**What you will do:**
a – List each line of the entries that contains the word "pale", copying every such line in full.
b – Pick up the text on greenwashing after its last sentence and continue writing it.

**Text provided:**
········

Photo credit: Sean Rogers

With some of the largest consumer holidays just around the corner, many eco-conscious shoppers will be looking for environmentally friendly or sustainable choices for their purchases.  While most of us will have good intentions when we choose to buy products claiming to be “eco-friendly” or “green”, many of us don’t truly realize or understand what these terms and labels actually mean.

Until recently, most companies could get away with labeling a product as eco-friendly with little proof or justification for awarding such a title.  In many cases, this type of green marketing is referred to as “greenwashing”.  Greenwashing essentially involves a company claiming that their product or service has a little to no negative impact on the environment and in some cases may actually be beneficial to the environment.  The largest concern with greenwashing is that consumers believe they are making sustainable choices, when in reality many of these labels and claims have no outlined regulations or rules for being awarded.  Greenwashing has become a way for companies to appeal to the increasing market share of environmentally conscious consumers, while at the same time acquiring brand loyalty.  Not only has greenwashing led to confusion and mistrust among consumers, it has also had a detrimental effect by discrediting verified green labels.  In the midst of this sea of false advertising, there is good news to help consumers navigate their way to sustainable choices.

········

Point annotation records
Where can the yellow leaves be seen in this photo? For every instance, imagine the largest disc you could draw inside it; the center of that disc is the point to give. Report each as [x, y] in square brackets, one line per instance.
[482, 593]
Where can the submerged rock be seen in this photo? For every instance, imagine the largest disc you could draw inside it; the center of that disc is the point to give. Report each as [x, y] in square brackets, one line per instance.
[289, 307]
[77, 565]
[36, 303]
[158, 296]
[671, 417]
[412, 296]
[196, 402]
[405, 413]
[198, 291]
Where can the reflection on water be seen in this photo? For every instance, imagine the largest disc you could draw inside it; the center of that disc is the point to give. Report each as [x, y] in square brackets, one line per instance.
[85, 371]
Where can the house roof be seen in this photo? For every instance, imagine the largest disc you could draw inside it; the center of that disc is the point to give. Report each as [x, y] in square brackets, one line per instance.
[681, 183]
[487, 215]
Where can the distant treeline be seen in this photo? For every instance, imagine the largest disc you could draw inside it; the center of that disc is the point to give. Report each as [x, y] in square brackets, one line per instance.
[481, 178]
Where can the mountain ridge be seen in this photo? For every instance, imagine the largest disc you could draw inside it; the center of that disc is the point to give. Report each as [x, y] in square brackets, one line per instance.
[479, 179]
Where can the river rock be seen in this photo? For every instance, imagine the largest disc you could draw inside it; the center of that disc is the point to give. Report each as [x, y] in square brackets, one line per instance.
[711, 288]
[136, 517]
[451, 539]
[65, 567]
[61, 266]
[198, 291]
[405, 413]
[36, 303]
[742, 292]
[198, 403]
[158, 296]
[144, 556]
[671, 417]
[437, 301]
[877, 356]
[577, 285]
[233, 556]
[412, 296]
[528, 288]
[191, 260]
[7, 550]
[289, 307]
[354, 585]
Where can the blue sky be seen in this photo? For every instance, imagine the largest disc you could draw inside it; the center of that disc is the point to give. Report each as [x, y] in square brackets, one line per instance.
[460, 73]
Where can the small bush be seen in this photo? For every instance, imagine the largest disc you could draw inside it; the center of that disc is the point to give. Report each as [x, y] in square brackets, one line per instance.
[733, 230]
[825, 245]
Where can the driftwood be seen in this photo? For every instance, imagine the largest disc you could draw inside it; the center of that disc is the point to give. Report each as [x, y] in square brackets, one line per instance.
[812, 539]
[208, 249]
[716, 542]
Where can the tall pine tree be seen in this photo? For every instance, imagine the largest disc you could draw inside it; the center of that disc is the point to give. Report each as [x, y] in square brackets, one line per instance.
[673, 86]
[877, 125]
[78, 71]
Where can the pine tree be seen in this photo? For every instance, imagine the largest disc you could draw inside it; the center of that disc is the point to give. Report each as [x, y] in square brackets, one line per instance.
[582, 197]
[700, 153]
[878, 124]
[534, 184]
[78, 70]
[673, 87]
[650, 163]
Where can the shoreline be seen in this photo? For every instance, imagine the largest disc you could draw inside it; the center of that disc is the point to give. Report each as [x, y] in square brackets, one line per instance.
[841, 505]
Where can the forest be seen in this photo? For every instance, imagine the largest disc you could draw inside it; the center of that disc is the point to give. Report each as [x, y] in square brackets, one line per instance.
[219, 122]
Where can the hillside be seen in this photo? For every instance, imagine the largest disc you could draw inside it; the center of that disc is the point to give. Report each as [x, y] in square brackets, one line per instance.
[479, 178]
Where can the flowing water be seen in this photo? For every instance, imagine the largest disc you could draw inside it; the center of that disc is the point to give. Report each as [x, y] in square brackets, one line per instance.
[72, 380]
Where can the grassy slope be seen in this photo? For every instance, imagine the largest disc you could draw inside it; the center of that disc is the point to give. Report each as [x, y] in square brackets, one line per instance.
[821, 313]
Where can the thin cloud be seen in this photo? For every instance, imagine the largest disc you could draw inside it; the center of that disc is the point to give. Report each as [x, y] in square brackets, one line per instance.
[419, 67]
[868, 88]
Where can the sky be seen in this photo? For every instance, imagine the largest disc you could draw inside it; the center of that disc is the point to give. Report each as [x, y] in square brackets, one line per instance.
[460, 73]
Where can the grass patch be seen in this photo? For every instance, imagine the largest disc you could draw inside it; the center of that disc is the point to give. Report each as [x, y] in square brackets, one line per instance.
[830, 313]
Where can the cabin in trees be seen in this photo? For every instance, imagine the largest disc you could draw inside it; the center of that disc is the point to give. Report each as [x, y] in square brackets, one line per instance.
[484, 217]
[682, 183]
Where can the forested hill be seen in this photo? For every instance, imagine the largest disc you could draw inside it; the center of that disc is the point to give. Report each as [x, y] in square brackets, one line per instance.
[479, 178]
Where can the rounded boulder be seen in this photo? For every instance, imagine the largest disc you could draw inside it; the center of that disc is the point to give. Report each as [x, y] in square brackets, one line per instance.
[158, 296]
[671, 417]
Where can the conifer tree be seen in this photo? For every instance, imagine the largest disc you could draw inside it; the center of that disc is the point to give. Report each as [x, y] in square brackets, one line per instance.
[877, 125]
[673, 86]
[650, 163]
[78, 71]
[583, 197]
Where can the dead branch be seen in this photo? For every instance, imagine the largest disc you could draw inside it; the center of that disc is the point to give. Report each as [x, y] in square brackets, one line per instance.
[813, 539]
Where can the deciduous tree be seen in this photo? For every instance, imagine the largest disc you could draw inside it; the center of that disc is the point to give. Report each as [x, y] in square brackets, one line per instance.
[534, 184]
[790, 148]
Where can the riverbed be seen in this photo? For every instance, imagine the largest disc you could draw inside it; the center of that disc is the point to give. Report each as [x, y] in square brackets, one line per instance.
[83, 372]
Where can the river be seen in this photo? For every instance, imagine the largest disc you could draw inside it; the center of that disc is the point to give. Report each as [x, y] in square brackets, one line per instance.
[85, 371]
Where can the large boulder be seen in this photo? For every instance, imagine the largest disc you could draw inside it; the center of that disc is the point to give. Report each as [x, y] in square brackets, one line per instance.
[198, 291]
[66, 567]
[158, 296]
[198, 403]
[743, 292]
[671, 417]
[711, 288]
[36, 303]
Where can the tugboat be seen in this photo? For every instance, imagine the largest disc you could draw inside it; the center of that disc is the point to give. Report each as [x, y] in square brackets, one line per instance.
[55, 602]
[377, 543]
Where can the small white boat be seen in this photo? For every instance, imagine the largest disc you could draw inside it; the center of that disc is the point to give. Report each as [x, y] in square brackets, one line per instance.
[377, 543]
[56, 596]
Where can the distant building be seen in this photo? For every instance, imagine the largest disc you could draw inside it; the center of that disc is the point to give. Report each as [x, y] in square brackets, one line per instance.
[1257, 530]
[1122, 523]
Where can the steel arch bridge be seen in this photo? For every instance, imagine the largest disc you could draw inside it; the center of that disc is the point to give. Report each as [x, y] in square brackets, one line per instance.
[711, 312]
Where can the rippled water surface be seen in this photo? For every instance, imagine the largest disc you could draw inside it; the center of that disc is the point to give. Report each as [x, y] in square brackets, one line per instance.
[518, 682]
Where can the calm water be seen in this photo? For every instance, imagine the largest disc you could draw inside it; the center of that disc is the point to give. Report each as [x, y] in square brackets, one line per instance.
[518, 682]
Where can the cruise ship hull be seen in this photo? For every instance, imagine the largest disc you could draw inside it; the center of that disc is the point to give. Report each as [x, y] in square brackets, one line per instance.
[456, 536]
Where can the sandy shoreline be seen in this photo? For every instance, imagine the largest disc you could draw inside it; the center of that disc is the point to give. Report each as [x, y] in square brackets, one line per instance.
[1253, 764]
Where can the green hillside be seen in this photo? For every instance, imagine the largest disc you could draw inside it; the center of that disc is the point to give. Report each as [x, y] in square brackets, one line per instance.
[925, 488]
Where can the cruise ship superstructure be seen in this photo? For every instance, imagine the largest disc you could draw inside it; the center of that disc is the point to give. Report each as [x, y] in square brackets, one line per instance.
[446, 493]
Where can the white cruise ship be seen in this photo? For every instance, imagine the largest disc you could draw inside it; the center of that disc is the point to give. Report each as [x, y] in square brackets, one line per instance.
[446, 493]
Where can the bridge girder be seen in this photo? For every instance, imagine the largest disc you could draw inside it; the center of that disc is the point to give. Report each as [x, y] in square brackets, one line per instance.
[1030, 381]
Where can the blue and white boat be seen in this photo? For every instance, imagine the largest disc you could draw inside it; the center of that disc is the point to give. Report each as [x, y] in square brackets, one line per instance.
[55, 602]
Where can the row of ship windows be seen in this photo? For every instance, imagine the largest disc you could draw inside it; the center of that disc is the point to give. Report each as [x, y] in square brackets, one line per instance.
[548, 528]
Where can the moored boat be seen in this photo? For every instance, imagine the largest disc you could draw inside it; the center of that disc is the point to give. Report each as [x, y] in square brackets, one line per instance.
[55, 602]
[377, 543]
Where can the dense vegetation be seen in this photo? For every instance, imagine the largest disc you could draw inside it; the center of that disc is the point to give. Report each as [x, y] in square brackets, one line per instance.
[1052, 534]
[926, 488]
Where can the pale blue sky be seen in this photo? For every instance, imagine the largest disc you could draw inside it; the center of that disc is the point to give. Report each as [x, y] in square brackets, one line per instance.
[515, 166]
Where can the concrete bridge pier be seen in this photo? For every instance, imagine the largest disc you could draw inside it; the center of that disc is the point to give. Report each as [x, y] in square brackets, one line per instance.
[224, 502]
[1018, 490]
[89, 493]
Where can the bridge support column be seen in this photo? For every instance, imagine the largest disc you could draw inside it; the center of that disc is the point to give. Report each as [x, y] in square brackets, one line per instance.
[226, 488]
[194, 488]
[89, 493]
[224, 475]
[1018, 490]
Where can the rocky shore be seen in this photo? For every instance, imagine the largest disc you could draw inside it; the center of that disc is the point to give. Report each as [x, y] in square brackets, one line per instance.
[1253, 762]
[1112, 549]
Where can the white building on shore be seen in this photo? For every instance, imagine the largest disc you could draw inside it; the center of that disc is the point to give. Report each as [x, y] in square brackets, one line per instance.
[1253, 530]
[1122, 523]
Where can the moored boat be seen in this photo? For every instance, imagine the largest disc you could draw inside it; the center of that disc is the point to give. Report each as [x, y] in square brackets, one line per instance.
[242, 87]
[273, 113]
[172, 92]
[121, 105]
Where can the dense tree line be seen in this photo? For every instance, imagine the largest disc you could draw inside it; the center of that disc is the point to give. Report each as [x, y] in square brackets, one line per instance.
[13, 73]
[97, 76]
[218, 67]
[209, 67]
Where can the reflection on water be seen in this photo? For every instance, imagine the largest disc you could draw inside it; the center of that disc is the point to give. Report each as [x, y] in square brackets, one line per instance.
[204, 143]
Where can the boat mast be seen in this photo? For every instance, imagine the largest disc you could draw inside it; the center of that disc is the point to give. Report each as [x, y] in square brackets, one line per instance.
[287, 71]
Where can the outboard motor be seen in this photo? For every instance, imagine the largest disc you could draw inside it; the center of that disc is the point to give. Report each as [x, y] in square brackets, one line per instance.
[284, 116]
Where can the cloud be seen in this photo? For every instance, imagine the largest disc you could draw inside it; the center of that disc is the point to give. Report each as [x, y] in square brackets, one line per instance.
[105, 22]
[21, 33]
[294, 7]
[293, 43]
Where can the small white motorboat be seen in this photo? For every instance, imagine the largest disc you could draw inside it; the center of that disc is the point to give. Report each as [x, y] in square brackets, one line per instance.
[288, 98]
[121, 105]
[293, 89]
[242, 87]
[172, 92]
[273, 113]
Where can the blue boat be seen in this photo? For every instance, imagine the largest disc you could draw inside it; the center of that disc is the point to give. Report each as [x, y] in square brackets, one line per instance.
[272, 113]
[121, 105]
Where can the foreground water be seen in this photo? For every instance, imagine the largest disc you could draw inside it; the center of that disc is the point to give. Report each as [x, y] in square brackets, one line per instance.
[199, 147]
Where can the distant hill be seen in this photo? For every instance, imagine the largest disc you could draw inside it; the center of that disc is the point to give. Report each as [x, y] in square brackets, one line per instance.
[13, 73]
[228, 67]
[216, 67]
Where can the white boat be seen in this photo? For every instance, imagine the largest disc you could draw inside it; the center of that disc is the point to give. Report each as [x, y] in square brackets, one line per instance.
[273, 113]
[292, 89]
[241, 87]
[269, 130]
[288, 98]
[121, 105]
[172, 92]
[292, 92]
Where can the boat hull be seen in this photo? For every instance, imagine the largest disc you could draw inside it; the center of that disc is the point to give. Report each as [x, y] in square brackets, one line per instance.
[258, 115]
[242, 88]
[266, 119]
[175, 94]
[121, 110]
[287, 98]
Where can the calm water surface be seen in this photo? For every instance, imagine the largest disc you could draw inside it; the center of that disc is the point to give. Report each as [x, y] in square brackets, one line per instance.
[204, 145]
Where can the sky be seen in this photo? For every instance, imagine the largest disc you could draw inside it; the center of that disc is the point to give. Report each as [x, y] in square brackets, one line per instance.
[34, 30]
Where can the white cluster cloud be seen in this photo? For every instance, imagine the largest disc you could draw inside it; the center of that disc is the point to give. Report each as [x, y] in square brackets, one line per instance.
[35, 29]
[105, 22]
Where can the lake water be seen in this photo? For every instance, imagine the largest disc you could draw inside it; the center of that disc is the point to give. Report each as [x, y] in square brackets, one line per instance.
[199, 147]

········

**Answer set:**
a –
Where can the pale blue sky be seen in this photo? For every instance, imagine the largest disc you could draw inside it; the center of that disc is the point to give. Report each as [x, y] in square brackets, one line per instance.

b –
With the eruption of BP’s Deepwater Horizon oilrig earlier this year, the so-called greenest company in the petroleum industry suddenly became public enemy number one.  This unfortunate event in many ways marked the end of the unregulated days of green marketing when a company could claim their product was green with little consequence or actual proof for such claims.  Green transparency has become the new focus of various environmental groups and watchdogs; meaning that companies can no longer make green marketing claims alone, they must also clearly demonstrate it in their operations.  As well, green transparency is finally being required in the corporate world.  In a move toward clearer definitions of green claims, “after about 15 years without revision, the Federal Trade Commission is updating its guidelines for green claims, creating verifiable definitions for buzzwords such as “sustainable” and “biodegradable.””  While the FTC is working towards creating verifiable and reliable green labeling, there are ways for consumers to truly make green choices.  A number of labels currently exist that use third-party verification systems to establish their products as environmentally friendly.  Many green labels for your everyday products can be found via a Google search or on websites such as www.ecolabelindex.com or www.ecologo.org.  By taking the time to learn the real green labels for your favorite products, you will be ensuring that your well-intentioned purchases are by definition sustainable.

Learn more about greenwashing here and here.



Jeremiah Brenner

written by Jeremiah Brenner

Browse other posts by Jeremiah Brenner »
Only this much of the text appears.